(Stored items from a collection)
* BEGIN *

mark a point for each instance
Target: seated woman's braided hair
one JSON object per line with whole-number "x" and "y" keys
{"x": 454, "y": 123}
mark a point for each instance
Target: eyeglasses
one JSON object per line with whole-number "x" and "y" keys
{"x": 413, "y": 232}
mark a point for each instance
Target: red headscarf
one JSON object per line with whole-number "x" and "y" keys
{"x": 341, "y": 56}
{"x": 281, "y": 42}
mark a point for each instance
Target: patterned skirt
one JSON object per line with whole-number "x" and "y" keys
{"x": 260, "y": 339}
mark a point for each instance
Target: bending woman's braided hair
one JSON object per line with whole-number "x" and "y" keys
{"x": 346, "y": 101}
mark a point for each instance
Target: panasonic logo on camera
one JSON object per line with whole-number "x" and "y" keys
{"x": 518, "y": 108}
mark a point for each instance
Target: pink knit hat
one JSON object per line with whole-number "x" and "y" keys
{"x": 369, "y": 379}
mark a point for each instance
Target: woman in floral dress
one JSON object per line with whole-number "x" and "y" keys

* END *

* [TASK TO CARRY OUT] Quote every entry exactly.

* [THE REPLY]
mark a point for each instance
Target: seated woman's braided hair
one JSON object per line with whole-number "x" and "y" keys
{"x": 454, "y": 123}
mark a point for each instance
Target: eyeglasses
one JSON object per line with whole-number "x" and "y" keys
{"x": 413, "y": 232}
mark a point for each instance
Target: red headscarf
one JSON object per line with whole-number "x" and "y" keys
{"x": 341, "y": 56}
{"x": 281, "y": 42}
mark a point for each instance
Target: patterned skirt
one JSON object per line with whole-number "x" and "y" keys
{"x": 260, "y": 339}
mark a point for each instance
Target: bending woman's braided hair
one JSON object per line with whole-number "x" and "y" keys
{"x": 346, "y": 101}
mark a point for each instance
Target: panasonic logo on camera
one JSON object per line with whole-number "x" and "y" keys
{"x": 518, "y": 108}
mark a point for each instance
Target: pink knit hat
one JSON object per line with whole-number "x" and "y" keys
{"x": 369, "y": 379}
mark a point for each instance
Target: woman in floral dress
one JSON object per line with whole-number "x" and "y" keys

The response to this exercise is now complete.